(Pointing and labeling entries)
↓

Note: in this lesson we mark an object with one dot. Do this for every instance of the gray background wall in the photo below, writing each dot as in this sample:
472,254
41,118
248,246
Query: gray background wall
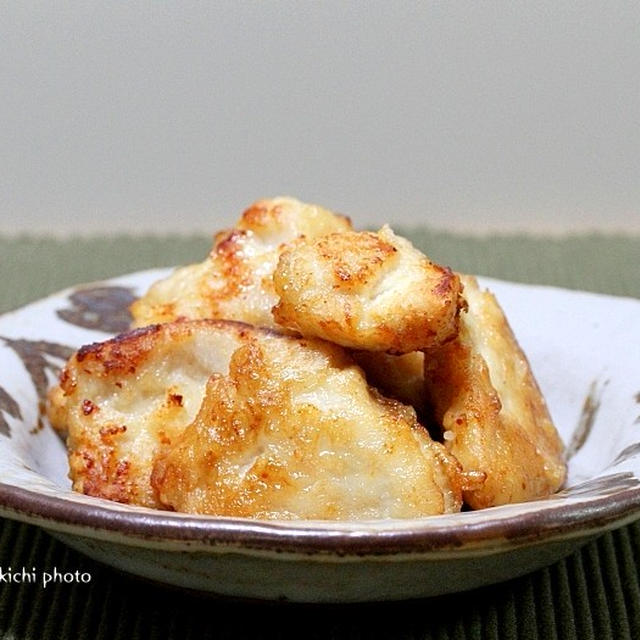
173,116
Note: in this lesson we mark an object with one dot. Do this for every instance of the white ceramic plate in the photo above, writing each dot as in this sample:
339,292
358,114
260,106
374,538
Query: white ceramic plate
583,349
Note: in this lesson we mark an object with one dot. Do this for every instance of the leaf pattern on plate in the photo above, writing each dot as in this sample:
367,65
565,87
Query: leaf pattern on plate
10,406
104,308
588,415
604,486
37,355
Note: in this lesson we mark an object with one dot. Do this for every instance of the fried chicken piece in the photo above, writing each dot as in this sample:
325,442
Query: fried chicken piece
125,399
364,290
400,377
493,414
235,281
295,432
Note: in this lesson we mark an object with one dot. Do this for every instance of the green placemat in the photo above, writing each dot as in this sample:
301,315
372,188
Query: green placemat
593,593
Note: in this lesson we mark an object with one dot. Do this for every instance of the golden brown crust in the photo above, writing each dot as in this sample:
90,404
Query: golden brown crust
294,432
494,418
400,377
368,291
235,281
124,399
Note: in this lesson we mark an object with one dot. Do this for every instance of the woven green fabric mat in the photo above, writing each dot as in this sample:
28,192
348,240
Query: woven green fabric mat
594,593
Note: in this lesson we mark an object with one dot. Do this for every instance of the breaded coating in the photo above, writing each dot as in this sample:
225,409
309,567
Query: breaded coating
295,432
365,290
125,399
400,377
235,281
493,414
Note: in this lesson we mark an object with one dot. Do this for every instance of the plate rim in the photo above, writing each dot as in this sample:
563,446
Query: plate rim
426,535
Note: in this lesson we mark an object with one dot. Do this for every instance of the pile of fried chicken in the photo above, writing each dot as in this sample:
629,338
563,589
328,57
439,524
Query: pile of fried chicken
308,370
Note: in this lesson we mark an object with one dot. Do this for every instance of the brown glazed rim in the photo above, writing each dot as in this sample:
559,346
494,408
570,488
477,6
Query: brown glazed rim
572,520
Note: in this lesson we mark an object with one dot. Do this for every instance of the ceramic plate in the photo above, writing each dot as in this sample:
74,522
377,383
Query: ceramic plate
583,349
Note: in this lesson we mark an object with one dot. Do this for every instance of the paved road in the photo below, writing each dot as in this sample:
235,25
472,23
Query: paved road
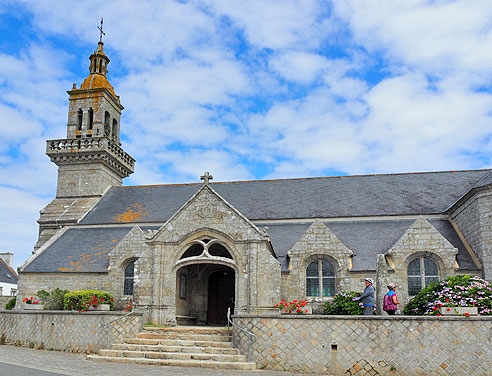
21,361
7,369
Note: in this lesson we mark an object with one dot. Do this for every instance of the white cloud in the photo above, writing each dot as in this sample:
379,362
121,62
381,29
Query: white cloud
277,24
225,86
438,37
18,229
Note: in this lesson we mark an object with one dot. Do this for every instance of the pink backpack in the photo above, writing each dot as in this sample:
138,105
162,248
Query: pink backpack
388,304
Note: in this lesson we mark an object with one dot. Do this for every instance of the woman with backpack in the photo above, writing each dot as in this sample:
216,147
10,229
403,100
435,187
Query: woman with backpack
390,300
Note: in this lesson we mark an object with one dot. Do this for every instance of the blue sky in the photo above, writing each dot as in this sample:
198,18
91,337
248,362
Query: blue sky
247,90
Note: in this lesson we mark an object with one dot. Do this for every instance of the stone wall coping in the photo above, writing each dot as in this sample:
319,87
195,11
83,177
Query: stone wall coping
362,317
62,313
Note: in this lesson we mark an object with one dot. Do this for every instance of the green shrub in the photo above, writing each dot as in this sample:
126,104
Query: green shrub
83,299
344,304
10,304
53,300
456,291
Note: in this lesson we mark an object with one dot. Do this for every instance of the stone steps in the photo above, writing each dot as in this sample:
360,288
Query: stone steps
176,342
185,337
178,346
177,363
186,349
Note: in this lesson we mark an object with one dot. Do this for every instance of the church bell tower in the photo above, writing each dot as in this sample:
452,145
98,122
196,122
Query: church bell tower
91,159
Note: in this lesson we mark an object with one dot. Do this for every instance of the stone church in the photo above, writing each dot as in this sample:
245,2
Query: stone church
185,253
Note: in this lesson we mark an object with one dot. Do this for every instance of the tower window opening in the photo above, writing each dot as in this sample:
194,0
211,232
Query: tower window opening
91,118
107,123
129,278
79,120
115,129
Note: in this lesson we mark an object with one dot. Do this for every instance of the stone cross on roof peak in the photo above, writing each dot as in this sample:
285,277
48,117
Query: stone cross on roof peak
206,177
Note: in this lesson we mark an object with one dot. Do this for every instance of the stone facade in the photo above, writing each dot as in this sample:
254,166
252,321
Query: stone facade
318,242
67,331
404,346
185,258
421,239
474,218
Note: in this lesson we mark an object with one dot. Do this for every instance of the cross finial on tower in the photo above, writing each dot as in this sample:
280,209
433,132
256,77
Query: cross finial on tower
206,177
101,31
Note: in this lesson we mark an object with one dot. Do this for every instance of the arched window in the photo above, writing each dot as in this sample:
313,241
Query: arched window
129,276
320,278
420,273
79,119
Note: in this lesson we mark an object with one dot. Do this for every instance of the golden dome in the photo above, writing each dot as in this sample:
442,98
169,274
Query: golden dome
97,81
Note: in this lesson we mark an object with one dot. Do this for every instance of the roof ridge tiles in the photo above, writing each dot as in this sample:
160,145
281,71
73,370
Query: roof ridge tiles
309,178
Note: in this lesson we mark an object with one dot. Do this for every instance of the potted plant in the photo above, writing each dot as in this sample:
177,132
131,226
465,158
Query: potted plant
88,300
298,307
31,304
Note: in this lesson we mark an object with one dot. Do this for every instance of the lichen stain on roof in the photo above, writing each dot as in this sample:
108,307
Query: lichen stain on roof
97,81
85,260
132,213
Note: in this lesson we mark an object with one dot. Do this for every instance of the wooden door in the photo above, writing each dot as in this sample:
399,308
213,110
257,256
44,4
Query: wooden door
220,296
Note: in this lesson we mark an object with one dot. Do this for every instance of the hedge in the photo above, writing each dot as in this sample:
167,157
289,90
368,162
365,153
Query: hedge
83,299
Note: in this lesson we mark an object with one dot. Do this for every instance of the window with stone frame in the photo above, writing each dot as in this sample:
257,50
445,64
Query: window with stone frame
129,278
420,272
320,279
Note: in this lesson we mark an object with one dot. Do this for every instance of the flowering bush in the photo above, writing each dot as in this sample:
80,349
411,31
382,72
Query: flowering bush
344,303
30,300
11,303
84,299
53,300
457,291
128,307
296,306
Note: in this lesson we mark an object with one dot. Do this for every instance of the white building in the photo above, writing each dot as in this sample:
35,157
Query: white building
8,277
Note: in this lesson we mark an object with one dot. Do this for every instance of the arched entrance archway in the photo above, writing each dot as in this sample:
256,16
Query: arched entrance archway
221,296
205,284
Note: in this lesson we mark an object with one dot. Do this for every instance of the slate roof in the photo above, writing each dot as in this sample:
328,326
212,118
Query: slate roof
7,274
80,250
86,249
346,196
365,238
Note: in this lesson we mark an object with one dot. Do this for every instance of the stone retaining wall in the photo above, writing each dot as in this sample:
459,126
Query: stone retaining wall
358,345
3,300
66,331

↑

* **GOAL**: Copy the whole listing above word for word but do not carry over the pictures.

* **FINAL RESULT**:
Note: in this lesson we mark an object with one dot. Do this for every instance of the gray background wall in the photo below, writing each dot as in this sample:
472,254
41,118
248,246
Query: gray background wall
173,116
Note: in this lesson we mark an object with one dot. Do this for every instance of the white ceramic plate in the photo above, writing each dot as in this sample:
339,292
358,114
260,106
374,538
Query: white ceramic plate
583,349
Note: in this lesson we mark an object with one dot. Do this for every instance of the leaf pattern on plate in the photo above, writing each dot as in this sample:
367,65
565,87
Query: leaf pattern on plate
10,406
104,308
588,415
604,486
37,355
Note: in this lesson we mark an object with one dot. Do this for every instance of the fried chicken piece in the photo above, writing each dot as in this sample:
325,442
Query: fried chicken piece
125,399
364,290
400,377
493,414
235,281
295,432
Note: in this lesson we mark an object with one dot. Do this for every instance of the green placemat in the photo above, writing each dot as in this sample:
301,315
372,188
Query: green placemat
593,593
Note: in this lesson we mark an object with one dot. Do this for every instance of the golden brown crust in the photo above, writing each dot as in this sample:
90,404
Query: golden brown crust
294,432
494,418
400,377
368,291
235,281
124,399
Note: in this lesson we mark an object with one dot. Do this for every instance of the woven green fabric mat in the photo above, writing each dot as in this sample:
28,192
348,240
Query: woven green fabric mat
594,593
Note: in this lesson we mark an object with one dot. Do this for every instance of the breaded coating in the photo above, writing each dot as in this sample:
225,409
309,567
Query: breaded coating
295,432
365,290
125,399
400,377
235,281
493,414
Note: in this lesson we mark an object with one dot. Do this for every instance of the plate rim in the photo above, writing each dot as in this sample:
563,446
Query: plate rim
426,535
Note: in this lesson we mark an object with one dot. Do this for every instance of the pile of fried chicken in the photo above, writing each dot as in this sample:
629,338
563,589
328,57
439,524
Query: pile of fried chicken
308,370
Note: in this lesson we mark an object with one dot. Do this for every instance of the brown glazed rim in the photo above, writing each dot as in this sample:
559,346
494,408
570,488
477,6
Query: brown glazed rim
572,520
Note: in this lesson we mark an object with one dot. Do this for every instance of the ceramic plate in the photo above, writing each dot as in this sample:
74,522
377,383
Query: ceramic plate
583,349
Note: in this lesson we mark an object with one dot. Do this for every instance of the paved road in the photo below, writing each dot as in this sample:
235,25
472,23
Query: paved road
21,361
7,369
Note: in this lesson we mark an object with one dot. Do this for every instance of the white cloud in the photo above, writing each dot as in this sample:
379,362
121,62
381,29
Query: white cloud
277,24
225,86
438,37
18,229
Note: in this lesson we mark an object with one dot. Do this for every instance of the pink backpack in the photo above, writing each dot as in this sample:
138,105
162,248
Query: pink backpack
388,304
Note: in this lesson we mark an object with one dot. Do this for every instance of the woman with backpack in the photo above, writing each dot as in this sample:
216,147
10,229
403,100
435,187
Query: woman with backpack
390,300
Note: in this lesson we mark an object with one dot. Do this for every instance of the blue sky in the photo above, writing each dot as in this sample:
198,18
91,337
248,362
Query: blue sky
247,90
Note: in this lesson we mark an object with one dot. Do this for every instance of the stone wall coping in the photo above, writing each dot as in this sample:
319,87
195,11
83,177
Query: stone wall coping
362,317
62,313
Note: in this lesson we mark an object with one dot. Do this for every instance of the green shrub in the photo above, writing each dot as in this sample:
126,104
Query: green shrub
83,299
344,304
10,304
53,300
456,291
Note: in this lesson we mark an object with one dot. Do this for every instance of the stone steps in the photo above, writing each dot as in this sample:
360,288
Query: stone steps
176,342
185,337
178,346
177,363
186,349
Note: in this lesson we mark an object with one dot. Do this for every instance of the church bell tower in the photo above, writing each dot as in this sample:
452,145
98,122
196,122
Query: church bell tower
91,159
Note: in this lesson we mark an object with one dot. Do this for every instance of the stone church in the photo above, writing each dot as in this sample:
245,2
Query: stone church
185,253
Note: in this lesson we mark an object with one dot. Do this for every instance of the tower window opening in the photo above, writing each dot as in this sample:
194,0
211,232
Query: tower window opening
91,118
107,123
129,278
79,120
115,129
Note: in this lesson we mark an object with one dot. Do this for every instance of the stone cross on roof peak in the photo above, writing each dot as in this sample:
285,277
48,117
Query: stone cross on roof peak
206,177
Note: in this lesson we mark an object with one dot. Do this for every instance of the stone facade in the photo above, writing each dot as in this sample:
254,166
252,321
Query: stone facade
318,242
67,331
404,346
185,258
421,239
474,218
Note: in this lesson we mark an object with one dot. Do this for every instance of the cross finial on tower in the photo above, writing each dot as in this sample:
280,209
433,132
256,77
Query: cross finial on tower
206,177
101,31
Note: in this lesson we mark an object with one dot. Do this for every instance of the arched window in the photo above, writing each dot as in this sample:
313,241
Query: arched window
129,276
320,278
420,273
79,119
Note: in this lesson we mark an object with one dot. Do this for every instance of the golden dome in the photo above, writing each dot as in this sample:
442,98
169,274
Query: golden dome
97,81
Note: in this lesson we mark an object with one dot. Do this for every instance of the roof ridge tiles in the photo above, writing each dot as in this sample:
160,145
281,71
73,370
Query: roof ridge tiles
309,178
Note: in this lesson we mark an object with one dot. Do this for every instance of the potted plant in the photo above, writing each dot as in this sample:
177,132
131,226
465,158
Query: potted plant
88,300
298,307
31,304
Note: in this lesson we mark an object with one dot. Do this for every instance of the lichen stain on roof in the photo above, writing each dot as in this sample:
108,307
Query: lichen stain on roof
97,81
85,260
132,213
Note: in this lesson we mark an object with one dot. Do this for every instance of the wooden door in the photo above, writing each dot as in this sample:
399,308
213,110
257,256
44,4
Query: wooden door
220,296
Note: in this lesson we mark an object with one dot. Do this for every instance of the hedge in the photo above, writing each dot as in this sample:
167,157
289,90
368,162
365,153
Query: hedge
83,299
Note: in this lesson we mark an object with one dot. Do this for every instance of the window with stone frame in the photo above, writing each dot as in this sample:
257,50
445,64
Query: window with stone frame
129,278
420,272
320,279
Note: in this lesson we mark an object with one dot. Do this for every instance of the flowering bush in the photo above, writing each dot as in this sample:
80,349
411,31
382,72
Query: flowering bush
344,303
30,300
11,303
84,299
53,300
457,291
128,307
296,306
Note: in this lesson we mark an object with one dot. Do this for every instance of the white building in the photo above, writing each dot as in this sample:
35,157
Query: white building
8,277
Note: in this lesson we mark an object with one dot. Do this for every instance of the arched entrance archway in the photo above, writing each dot as in this sample:
256,16
Query: arched entrance archway
221,296
205,284
Note: in this lesson we mark an object with one dot. Do this for every instance of the slate roof in the photo above, writing each dot as in this sample:
328,326
212,118
Query: slate roof
7,274
80,250
86,249
346,196
365,238
Note: in this lesson we mark an object with one dot. Do this for every instance of the stone retaining wall in the photo above, writing each dot as in this sample:
459,126
Query: stone retaining wall
358,345
3,300
66,331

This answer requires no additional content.